> **Directions for this task**: What is needed is an exact transcription of every entry below, with the pictures left out.

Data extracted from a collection
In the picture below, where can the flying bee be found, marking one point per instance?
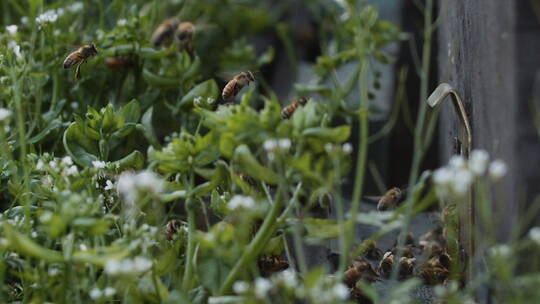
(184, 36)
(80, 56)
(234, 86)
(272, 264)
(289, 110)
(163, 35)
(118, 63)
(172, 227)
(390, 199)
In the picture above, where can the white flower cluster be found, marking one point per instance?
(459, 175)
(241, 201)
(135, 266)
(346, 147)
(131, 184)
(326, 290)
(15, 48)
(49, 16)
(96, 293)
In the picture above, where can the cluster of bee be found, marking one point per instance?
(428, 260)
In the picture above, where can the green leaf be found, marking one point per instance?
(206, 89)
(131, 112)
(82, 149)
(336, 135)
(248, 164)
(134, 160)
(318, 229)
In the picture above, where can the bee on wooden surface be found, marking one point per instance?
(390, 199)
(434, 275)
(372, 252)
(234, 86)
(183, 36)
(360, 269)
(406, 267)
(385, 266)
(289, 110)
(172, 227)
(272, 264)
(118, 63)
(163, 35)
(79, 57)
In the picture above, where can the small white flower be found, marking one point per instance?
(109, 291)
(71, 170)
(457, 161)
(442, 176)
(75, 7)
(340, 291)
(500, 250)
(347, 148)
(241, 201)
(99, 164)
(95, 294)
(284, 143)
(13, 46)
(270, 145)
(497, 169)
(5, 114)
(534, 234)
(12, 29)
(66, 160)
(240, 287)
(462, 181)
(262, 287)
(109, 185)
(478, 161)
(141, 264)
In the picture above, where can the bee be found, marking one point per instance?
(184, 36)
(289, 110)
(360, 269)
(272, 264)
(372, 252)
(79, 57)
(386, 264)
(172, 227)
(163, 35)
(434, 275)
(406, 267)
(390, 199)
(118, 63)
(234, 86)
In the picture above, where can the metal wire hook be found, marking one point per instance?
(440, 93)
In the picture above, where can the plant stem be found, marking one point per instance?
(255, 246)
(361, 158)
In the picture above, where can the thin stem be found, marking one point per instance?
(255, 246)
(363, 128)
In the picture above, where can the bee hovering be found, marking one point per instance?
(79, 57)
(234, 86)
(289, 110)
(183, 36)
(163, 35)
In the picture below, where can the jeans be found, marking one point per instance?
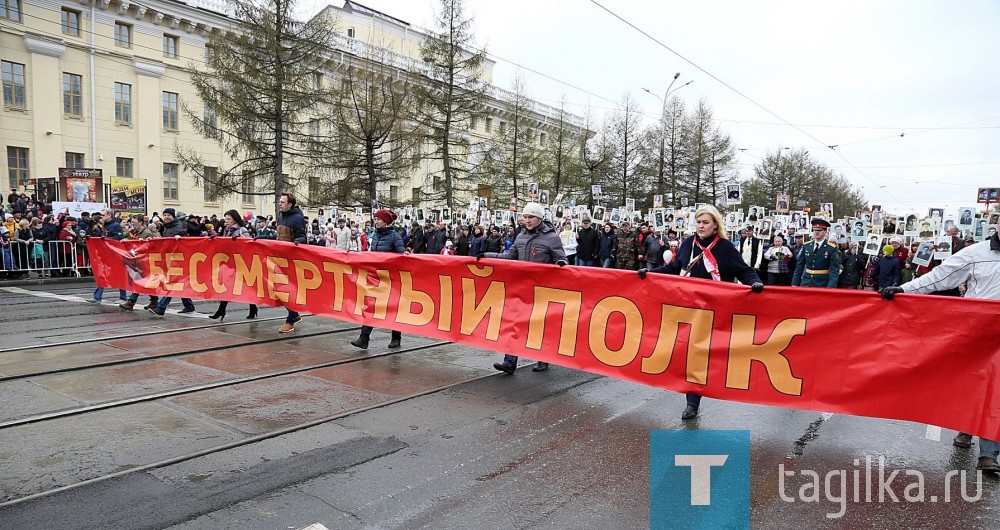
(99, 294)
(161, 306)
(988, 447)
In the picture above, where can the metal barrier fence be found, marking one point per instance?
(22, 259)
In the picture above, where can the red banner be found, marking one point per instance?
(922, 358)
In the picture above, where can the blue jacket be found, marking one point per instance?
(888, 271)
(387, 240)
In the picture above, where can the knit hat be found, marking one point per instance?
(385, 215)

> **Task result**:
In the picture below, where can the flying bee be found, marking one point per instance?
(184, 36)
(80, 56)
(234, 86)
(272, 264)
(289, 110)
(163, 35)
(118, 63)
(172, 227)
(390, 199)
In the picture above, where can the white flower cluster be found, marking one point per instance?
(459, 175)
(241, 201)
(135, 266)
(346, 147)
(131, 184)
(326, 290)
(15, 48)
(49, 16)
(96, 293)
In the picture above, where can the cluster of bee be found, marking one point per instance?
(428, 260)
In the picture above, where can the green leaf be found, marking one point per instance?
(206, 89)
(131, 112)
(82, 149)
(336, 135)
(248, 164)
(134, 160)
(318, 229)
In the picture above, where can the bee on wooden surface be found, marking one point per instance?
(390, 199)
(434, 275)
(372, 252)
(234, 86)
(183, 36)
(360, 269)
(406, 267)
(385, 266)
(289, 110)
(172, 227)
(272, 264)
(118, 63)
(163, 35)
(79, 57)
In the picture above, where can the small white flower be found, marking one point per instance?
(109, 291)
(71, 170)
(457, 161)
(442, 176)
(75, 7)
(340, 291)
(500, 250)
(347, 148)
(241, 201)
(99, 164)
(95, 294)
(284, 143)
(13, 46)
(270, 145)
(497, 169)
(5, 114)
(534, 234)
(12, 29)
(66, 160)
(240, 287)
(462, 181)
(262, 287)
(109, 185)
(478, 161)
(141, 264)
In the picture above, where can the bee be found, marking one point per instance?
(184, 36)
(289, 110)
(360, 269)
(272, 264)
(372, 252)
(79, 57)
(386, 264)
(172, 227)
(163, 35)
(434, 275)
(406, 267)
(390, 199)
(118, 63)
(234, 86)
In the picture above, where can the metal wire hook be found, marking one point per instance?
(440, 93)
In the picture above, where can the plant stem be found, marking one point per instance?
(255, 246)
(361, 158)
In the picture above, where can the thin stem be found, marking one point per instance?
(255, 246)
(363, 128)
In the picture above, where can the bee hovering be found, marking one point per instance?
(79, 57)
(234, 86)
(289, 110)
(183, 36)
(163, 35)
In the picture below, where can the jeans be found, marking one point per instance?
(99, 294)
(161, 306)
(988, 447)
In the picture above, where can the metal barrier fence be found, marking one point per instance?
(22, 259)
In the picture above, where can the red banner be found, marking one point per instance?
(922, 358)
In the picture above, where can the blue jacket be found, marking one point per instance?
(888, 271)
(387, 240)
In the picture above, where can the knit hat be found, marking one point per instance?
(385, 215)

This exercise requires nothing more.